Brief: Count how many lines in the rows below contain the string "player". Reply with that number alone.

**** Source records ****

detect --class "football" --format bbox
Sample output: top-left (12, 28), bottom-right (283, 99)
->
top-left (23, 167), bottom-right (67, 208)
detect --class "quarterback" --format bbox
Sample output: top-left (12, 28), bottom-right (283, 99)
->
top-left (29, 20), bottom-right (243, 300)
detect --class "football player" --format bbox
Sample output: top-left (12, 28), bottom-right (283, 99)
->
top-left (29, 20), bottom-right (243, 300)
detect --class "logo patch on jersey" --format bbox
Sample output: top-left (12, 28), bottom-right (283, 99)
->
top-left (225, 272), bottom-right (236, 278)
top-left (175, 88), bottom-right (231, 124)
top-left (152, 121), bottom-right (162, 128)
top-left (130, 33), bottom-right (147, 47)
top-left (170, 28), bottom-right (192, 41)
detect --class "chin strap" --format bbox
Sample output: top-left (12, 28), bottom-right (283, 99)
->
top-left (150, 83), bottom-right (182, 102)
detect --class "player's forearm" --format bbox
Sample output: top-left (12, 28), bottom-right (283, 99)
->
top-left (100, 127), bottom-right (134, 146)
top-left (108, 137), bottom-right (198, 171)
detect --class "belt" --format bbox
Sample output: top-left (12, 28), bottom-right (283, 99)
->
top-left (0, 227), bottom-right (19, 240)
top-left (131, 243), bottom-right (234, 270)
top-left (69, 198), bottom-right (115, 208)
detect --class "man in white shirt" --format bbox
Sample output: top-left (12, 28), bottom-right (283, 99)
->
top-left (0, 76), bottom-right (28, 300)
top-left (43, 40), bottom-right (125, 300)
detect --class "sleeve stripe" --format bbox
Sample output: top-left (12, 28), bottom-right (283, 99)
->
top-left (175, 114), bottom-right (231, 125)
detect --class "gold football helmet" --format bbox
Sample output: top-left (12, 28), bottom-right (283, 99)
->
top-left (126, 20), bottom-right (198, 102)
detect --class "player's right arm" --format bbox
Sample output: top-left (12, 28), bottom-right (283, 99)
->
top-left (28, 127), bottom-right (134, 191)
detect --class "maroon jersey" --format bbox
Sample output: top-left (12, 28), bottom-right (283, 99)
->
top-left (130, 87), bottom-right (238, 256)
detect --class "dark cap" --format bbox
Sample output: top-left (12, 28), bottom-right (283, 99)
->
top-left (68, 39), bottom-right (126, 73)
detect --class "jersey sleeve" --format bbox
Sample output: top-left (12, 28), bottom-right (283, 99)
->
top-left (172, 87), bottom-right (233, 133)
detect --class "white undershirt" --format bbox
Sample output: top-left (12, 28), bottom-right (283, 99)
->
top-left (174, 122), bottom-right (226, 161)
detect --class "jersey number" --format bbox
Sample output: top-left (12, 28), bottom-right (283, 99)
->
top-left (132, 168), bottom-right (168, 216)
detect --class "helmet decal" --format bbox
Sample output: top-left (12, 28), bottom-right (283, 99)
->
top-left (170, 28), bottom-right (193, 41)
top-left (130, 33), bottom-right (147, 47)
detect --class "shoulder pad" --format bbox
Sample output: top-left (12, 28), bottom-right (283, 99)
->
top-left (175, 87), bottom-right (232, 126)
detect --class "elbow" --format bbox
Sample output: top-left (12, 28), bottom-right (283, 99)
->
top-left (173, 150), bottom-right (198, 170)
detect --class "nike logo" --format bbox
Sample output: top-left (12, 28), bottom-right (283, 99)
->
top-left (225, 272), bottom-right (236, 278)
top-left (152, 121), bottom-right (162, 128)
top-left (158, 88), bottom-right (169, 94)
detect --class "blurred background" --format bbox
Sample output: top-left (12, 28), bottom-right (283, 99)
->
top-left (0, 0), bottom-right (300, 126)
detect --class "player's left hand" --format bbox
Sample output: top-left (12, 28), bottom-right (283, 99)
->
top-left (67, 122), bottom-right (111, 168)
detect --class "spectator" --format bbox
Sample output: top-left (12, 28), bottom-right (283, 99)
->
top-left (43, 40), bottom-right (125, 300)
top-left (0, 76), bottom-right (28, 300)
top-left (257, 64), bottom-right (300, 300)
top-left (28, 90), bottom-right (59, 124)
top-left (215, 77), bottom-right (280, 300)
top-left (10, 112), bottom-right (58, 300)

****

Worked answer: 4